Jesus answered, “Very truly, I tell you, no one can enter the kingdom of God without being born of water and Spirit.  What is born of the flesh is flesh, and what is born of the Spirit is spirit. Do not be astonished that I said to you, ‘You must be born from above.’ The wind blows where it chooses, and you hear the sound of it, but you do not know where it comes from or where it goes. So it is with everyone who is born of the Spirit.” (John 3:5-8)


CONTRACTIONS

The Spirit gives birth to spirit.
The Spirit gives birth.

Except a man be born of water and the Spirit he –
Except –

And the Spirit of God moved upon the face of the waters.
And the Spirit is not 'It,' they said. Amen!

The Spirit is 'He.'
The Spirit gives birth.

You must be born again.
Look, here is water –

Darkness is upon the amnion.
Let fall the form and content I would hold regardless;

Spirit Who gives birth,
Deliver us.

Carolyn Whitnall, 2019/21.


The word the Hebrew Bible uses to describe God's Spirit (Whom Christians later came to understand as the third Person of the Trinity) is ruach, a grammatically feminine noun. The Greek equivalent, pneuma, is grammatically neuter (i.e. neither masculine nor feminine).
========================
● Task list:
**A)** In the Contractions piece, rename "Deliver" to "Rescue" in the passage starting at "Look, here is" and ending at "masculine nor feminine).", then give that passage again.
**B)** Extend the Contractions piece, picking up after its final sentence.
========================
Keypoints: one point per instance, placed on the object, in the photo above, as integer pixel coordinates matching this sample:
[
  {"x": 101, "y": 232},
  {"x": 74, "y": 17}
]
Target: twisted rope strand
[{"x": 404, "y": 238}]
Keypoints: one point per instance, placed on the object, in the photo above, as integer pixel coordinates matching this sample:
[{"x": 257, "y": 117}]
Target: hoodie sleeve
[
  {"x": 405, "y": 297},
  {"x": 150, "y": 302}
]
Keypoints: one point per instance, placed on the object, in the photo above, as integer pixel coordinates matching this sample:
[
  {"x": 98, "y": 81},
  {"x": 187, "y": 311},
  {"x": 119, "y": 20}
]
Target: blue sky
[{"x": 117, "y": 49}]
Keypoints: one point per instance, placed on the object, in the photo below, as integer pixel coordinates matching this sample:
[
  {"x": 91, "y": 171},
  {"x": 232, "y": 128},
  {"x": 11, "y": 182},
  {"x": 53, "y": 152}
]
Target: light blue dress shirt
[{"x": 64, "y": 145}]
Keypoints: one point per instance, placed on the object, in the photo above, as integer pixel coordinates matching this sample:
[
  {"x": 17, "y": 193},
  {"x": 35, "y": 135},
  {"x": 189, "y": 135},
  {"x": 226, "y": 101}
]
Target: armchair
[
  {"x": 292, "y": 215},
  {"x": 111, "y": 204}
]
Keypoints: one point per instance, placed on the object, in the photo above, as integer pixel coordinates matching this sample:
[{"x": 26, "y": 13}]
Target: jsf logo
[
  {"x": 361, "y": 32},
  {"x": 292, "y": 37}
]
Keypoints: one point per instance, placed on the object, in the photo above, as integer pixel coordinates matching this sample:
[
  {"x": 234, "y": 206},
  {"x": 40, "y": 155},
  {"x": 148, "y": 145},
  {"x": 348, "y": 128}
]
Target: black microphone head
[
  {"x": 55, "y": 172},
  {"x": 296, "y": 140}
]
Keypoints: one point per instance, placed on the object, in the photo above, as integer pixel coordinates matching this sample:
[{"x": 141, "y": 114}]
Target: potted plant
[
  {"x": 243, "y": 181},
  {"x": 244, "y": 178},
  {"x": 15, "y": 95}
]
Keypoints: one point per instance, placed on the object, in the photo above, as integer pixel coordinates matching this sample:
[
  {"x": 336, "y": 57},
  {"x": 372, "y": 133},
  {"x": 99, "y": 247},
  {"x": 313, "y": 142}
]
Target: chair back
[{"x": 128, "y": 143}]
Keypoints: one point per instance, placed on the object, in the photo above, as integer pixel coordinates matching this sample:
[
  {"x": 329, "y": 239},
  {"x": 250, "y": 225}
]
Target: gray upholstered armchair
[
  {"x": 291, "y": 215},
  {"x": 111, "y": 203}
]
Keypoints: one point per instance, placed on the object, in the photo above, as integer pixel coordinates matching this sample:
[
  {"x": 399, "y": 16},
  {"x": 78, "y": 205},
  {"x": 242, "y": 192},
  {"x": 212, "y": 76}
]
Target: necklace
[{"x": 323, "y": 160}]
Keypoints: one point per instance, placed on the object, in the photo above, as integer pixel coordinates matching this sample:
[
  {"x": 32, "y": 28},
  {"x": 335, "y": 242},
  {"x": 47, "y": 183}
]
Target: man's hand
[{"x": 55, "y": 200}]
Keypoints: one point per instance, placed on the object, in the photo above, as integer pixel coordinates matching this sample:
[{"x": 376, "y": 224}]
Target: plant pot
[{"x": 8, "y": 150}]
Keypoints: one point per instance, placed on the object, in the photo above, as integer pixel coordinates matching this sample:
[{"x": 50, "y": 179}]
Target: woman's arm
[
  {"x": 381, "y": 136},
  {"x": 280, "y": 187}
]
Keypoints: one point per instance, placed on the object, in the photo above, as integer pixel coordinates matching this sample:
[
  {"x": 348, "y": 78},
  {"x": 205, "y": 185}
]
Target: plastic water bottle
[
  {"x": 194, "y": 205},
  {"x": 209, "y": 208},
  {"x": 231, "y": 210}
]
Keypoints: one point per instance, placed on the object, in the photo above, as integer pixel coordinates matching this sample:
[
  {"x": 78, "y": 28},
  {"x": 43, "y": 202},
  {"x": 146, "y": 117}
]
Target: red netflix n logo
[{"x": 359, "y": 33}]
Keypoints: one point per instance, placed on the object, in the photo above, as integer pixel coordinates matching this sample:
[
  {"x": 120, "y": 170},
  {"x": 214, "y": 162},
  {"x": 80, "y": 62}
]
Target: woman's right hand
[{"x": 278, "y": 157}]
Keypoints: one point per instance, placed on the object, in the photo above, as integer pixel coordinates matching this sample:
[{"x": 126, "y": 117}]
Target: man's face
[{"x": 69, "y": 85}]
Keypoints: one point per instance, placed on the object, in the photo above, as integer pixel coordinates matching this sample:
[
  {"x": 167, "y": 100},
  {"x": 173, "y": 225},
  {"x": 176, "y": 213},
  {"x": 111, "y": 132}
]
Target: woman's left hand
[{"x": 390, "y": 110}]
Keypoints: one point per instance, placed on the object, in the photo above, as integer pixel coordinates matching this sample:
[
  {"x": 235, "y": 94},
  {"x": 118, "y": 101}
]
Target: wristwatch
========================
● Final results:
**A)**
Look, here is water –

Darkness is upon the amnion.
Let fall the form and content I would hold regardless;

Spirit Who gives birth,
Rescue us.

Carolyn Whitnall, 2019/21.


The word the Hebrew Bible uses to describe God's Spirit (Whom Christians later came to understand as the third Person of the Trinity) is ruach, a grammatically feminine noun. The Greek equivalent, pneuma, is grammatically neuter (i.e. neither masculine nor feminine).

**B)**
It's interesting, then, that Christians typically default to male pronouns when referring to the Holy Spirit. And when I say interesting I mean, frankly, a bit sus. 

I'm not suggesting that the Holy Spirit "is female." Grammatical gender ⇏ gender. And (as I've written about before) I hold firmly to the theoretically* uncontroversial** understanding that the triune God transcends gender.

** Uncontroversial: even (e.g.) John Piper insists that 'God is Not Male.' [1] 

* Theoretically: very many of us Christians nonetheless think and speak and relate to God as though God is male.

The usual rationale for male divine pronouns is faithfulness to the biblical texts. Indeed, references to YHWH in the Hebrew Bible and to God the Father in the New Testament (for example) use language that is consistently grammatically masculine and seemingly straightforwardly rendered by the English "He/Him..." Though even here I question whether "formal equivalence" (i.e. the preservation of grammatical structure in translation) produces as exact a match as supposed: English is moving decisively away from its historic recourse to masculine generics; "He" no longer conveys the same potential for neutrality or inclusivity as the ancient language it stands in for.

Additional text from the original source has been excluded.